_REQUISITO A:_
Por favor, reproduza fielmente a parte do texto sobre o poder que abre com as palavras que contêm "Ao longo de" e fecha com "e nem piedade.".

___ TRECHO DO DOCUMENTO

Com homens e mulheres há uma grande diferença. Mas o que me parece deveras interessante é observar como o poder modifica aquele que o detém. O sempre venerado presidente dos Estados Unidos Abraham Lincoln disse, certa vez: “Se quiser por à prova o caráter de um homem, dê-lhe poder”. Um saudoso amigo que já mudou do plano terrestre para o celestial acrescentava: “E quer conhecer melhor ainda: tire-lhe o poder”.

       

         Ao longo de mais de 45 anos de atividades profissionais, tanto no setor privado quanto no serviço público, vivenciei um tanto disso. Gente que chega num posto de comando e muda da noite para o dia, da água para o vinho. São aqueles que chamam os colegas de “amigos”, mas, na realidade, querem ferrar todo mundo. Na frente, um discurso do tipo “sou aberto às novas ideias”; por trás, impõem a própria vontade a ferro e fogo, sem dó e nem piedade.

 

Contudo, não podemos desconsiderar o valor que esses minúsculos déspotas possuem na nossa vida. Num capítulo do livro O fogo interior, Carlos Castaneda, antropólogo da Universidade da Califórnia, trata do caminho do guerreiro, percurso para quem deseja alcançar a sabedoria, através de quatros atributos: controle, disciplina, paciência e sentido de oportunidade.

______

_REQUISITO B:_
Transcreva sem alterações somente as linhas dos registros que vão da linha que contém "of the road." até o fim dos registros, incluindo as duas pontas.

___ MATERIAL DO EXERCÍCIO

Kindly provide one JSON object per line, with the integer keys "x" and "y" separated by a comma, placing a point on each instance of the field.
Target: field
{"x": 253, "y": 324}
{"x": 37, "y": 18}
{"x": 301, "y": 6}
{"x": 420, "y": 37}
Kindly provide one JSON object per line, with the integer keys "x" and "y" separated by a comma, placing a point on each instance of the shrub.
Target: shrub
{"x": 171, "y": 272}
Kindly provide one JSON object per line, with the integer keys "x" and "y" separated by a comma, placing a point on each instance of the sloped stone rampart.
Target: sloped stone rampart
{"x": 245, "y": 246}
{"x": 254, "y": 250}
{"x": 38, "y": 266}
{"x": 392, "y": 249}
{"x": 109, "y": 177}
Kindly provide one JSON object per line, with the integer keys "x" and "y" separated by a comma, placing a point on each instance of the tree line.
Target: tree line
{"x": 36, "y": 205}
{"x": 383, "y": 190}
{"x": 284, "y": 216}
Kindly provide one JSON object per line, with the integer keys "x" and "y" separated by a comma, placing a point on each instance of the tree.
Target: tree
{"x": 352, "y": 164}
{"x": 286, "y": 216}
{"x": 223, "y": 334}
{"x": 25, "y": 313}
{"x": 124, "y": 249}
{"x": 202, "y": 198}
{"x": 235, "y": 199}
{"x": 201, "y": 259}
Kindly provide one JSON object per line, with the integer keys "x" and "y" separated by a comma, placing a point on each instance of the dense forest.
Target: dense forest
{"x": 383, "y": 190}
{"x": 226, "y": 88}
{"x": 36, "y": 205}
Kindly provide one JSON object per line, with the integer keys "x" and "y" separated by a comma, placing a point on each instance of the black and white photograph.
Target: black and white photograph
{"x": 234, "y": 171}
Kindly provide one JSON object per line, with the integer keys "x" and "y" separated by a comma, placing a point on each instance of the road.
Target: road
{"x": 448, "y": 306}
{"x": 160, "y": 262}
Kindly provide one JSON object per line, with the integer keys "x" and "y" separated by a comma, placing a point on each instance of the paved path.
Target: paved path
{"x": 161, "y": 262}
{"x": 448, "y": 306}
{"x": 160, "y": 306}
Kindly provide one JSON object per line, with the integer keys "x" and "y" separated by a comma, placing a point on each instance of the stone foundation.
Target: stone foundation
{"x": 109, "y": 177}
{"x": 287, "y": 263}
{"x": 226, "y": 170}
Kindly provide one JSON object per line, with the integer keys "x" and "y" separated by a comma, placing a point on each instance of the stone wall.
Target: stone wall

______

_RESPOSTA COMPLETA A:_
Ao longo de mais de 45 anos de atividades profissionais, tanto no setor privado quanto no serviço público, vivenciei um tanto disso. Gente que chega num posto de comando e muda da noite para o dia, da água para o vinho. São aqueles que chamam os colegas de “amigos”, mas, na realidade, querem ferrar todo mundo. Na frente, um discurso do tipo “sou aberto às novas ideias”; por trás, impõem a própria vontade a ferro e fogo, sem dó e nem piedade.

_RESPOSTA COMPLETA B:_
Kindly provide one JSON object per line, with the integer keys "x" and "y" separated by a comma, placing a point on each instance of the road.
Target: road
{"x": 448, "y": 306}
{"x": 160, "y": 262}
Kindly provide one JSON object per line, with the integer keys "x" and "y" separated by a comma, placing a point on each instance of the paved path.
Target: paved path
{"x": 161, "y": 262}
{"x": 448, "y": 306}
{"x": 160, "y": 306}
Kindly provide one JSON object per line, with the integer keys "x" and "y" separated by a comma, placing a point on each instance of the stone foundation.
Target: stone foundation
{"x": 109, "y": 177}
{"x": 287, "y": 263}
{"x": 226, "y": 170}
Kindly provide one JSON object per line, with the integer keys "x" and "y" separated by a comma, placing a point on each instance of the stone wall.
Target: stone wall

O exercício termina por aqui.